Another disadvantage of most overfed systems is that the burner must be cleaned often. This is a time consuming and dirty job, for clinkers must be removed and some residues must be scraped out of the burner.

In an underfed system, fuel is introduced into a burner below the zone of combustion. Typical burners in these systems are cup-shaped and have internal configurations to vertically deflect the fuel which typically is fed into the burner horizontally. Since the fuel moves vertically into the combustion zone, it pushes up most of the clinkers which then fall over the burner edge into an ash box or the like below. The larger clinkers which remain must be removed manually. This system is advantageous for it can burn dirty fuel and some of the clinkers will naturally fall over the burner edge into the ash box below.

A second advantage is efficiency. An underfed system is quite efficient since secondary combustion occurs in addition to primary combustion. Primary combustion occurs below the burner rim as fuel is fed into the combustion zone from below. This combustion is aided by primary combustion air, usually introduced half an inch to an inch below the rim of the burner.

Carbon dioxide is produced in the primary combustion zone. This carbon dioxide combines with glowing hot carbon (charcoal), produced from partially burned pellets, to produce two parts of carbon monoxide, a combustible gas. This carbon monoxide undergoes secondary combustion, which occurs at a point above the zone of primary combustion. Secondary combustion is aided by secondary combustion air, introduced immediately above the burner rim. Since primary and secondary combustion occur simultaneously, the flame temperature is higher, and burning is efficient.

Check your understanding:
A – Could you copy the whole passage on underfed burner systems above, word for word?
B – Which lines of the listing below contain the string "instance"? List each of them in full. Case counts.

Records provided:
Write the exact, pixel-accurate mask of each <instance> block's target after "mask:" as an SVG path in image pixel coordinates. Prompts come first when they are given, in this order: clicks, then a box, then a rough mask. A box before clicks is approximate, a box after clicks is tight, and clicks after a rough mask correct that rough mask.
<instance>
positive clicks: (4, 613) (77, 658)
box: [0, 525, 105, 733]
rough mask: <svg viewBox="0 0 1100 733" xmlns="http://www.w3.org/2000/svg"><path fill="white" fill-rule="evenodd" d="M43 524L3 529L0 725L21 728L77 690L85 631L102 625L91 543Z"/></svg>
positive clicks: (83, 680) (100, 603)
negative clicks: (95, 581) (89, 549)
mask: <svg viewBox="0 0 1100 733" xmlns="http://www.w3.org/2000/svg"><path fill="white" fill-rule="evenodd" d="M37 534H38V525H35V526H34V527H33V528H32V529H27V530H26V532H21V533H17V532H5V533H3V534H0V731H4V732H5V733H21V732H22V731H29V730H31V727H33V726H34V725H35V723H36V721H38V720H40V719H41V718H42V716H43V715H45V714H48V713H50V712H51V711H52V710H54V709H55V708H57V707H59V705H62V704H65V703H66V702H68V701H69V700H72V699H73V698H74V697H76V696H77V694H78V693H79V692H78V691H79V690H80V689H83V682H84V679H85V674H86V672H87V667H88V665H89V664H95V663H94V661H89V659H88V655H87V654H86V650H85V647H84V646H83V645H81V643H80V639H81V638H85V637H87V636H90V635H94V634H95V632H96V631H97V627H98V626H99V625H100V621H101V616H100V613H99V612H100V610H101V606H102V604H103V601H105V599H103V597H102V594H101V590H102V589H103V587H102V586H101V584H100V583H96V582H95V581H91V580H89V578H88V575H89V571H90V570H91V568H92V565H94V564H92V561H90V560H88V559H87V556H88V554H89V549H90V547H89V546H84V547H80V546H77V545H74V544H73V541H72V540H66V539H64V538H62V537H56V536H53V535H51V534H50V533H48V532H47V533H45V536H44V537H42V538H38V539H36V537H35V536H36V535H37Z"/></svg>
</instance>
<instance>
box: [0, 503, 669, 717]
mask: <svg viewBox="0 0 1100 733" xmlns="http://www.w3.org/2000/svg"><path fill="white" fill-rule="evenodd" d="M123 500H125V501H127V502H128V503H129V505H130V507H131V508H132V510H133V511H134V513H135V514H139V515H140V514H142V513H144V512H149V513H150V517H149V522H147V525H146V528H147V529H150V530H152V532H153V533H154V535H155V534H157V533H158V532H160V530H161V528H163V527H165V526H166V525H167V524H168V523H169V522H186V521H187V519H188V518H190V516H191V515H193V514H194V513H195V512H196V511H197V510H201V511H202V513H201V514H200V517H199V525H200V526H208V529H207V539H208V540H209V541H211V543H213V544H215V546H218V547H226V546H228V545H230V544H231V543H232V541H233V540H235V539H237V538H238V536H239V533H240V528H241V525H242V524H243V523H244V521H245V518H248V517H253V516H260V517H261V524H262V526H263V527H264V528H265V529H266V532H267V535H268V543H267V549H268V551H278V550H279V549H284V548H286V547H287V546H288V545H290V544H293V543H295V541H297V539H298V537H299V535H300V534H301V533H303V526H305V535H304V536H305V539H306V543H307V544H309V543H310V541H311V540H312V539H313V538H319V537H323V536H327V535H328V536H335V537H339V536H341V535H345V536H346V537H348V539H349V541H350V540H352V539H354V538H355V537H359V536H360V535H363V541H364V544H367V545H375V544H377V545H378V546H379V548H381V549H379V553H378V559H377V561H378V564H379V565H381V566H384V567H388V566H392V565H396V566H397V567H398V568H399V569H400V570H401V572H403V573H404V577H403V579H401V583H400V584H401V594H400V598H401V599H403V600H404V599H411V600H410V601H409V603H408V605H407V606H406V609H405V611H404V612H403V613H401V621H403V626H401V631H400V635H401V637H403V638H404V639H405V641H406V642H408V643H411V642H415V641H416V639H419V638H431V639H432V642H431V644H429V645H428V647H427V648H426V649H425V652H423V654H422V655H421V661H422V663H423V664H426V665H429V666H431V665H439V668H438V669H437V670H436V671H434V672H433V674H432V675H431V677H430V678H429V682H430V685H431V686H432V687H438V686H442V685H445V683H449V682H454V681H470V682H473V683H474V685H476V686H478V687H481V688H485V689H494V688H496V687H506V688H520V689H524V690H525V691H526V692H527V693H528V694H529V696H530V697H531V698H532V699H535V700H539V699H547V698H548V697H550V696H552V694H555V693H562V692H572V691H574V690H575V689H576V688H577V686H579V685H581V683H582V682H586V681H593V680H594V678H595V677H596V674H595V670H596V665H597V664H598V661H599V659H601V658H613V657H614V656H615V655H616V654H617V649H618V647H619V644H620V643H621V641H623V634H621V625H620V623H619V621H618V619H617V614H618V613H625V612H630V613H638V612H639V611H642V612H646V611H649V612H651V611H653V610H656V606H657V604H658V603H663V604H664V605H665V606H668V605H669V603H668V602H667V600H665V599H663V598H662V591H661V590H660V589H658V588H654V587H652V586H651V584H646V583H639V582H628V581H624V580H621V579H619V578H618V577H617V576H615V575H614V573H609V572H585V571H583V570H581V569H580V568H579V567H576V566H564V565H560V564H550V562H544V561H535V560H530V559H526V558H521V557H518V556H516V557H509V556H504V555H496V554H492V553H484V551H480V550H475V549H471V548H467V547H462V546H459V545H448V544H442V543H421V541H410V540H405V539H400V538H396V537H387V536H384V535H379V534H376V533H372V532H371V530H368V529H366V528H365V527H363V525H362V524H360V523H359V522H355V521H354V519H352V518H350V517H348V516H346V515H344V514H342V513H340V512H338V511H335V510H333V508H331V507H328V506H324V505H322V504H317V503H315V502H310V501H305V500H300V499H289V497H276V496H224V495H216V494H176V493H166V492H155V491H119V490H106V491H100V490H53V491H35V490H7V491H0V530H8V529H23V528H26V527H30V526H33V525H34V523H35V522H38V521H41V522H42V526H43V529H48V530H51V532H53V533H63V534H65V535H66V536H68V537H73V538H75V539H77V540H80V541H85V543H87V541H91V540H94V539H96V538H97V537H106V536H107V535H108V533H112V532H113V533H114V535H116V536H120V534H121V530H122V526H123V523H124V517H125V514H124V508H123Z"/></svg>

Answers provided:
A –
Another disadvantage of most overfed systems is that the burner must be cleaned often. This is a time consuming and dirty job, for clinkers must be removed and some residues must be scraped out of the burner.

In an underfed system, fuel is introduced into a burner below the zone of combustion. Typical burners in these systems are cup-shaped and have internal configurations to vertically deflect the fuel which typically is fed into the burner horizontally. Since the fuel moves vertically into the combustion zone, it pushes up most of the clinkers which then fall over the burner edge into an ash box or the like below. The larger clinkers which remain must be removed manually. This system is advantageous for it can burn dirty fuel and some of the clinkers will naturally fall over the burner edge into the ash box below.

A second advantage is efficiency. An underfed system is quite efficient since secondary combustion occurs in addition to primary combustion. Primary combustion occurs below the burner rim as fuel is fed into the combustion zone from below. This combustion is aided by primary combustion air, usually introduced half an inch to an inch below the rim of the burner.

Carbon dioxide is produced in the primary combustion zone. This carbon dioxide combines with glowing hot carbon (charcoal), produced from partially burned pellets, to produce two parts of carbon monoxide, a combustible gas. This carbon monoxide undergoes secondary combustion, which occurs at a point above the zone of primary combustion. Secondary combustion is aided by secondary combustion air, introduced immediately above the burner rim. Since primary and secondary combustion occur simultaneously, the flame temperature is higher, and burning is efficient.

B –
Write the exact, pixel-accurate mask of each <instance> block's target after "mask:" as an SVG path in image pixel coordinates. Prompts come first when they are given, in this order: clicks, then a box, then a rough mask. A box before clicks is approximate, a box after clicks is tight, and clicks after a rough mask correct that rough mask.
<instance>
</instance>
<instance>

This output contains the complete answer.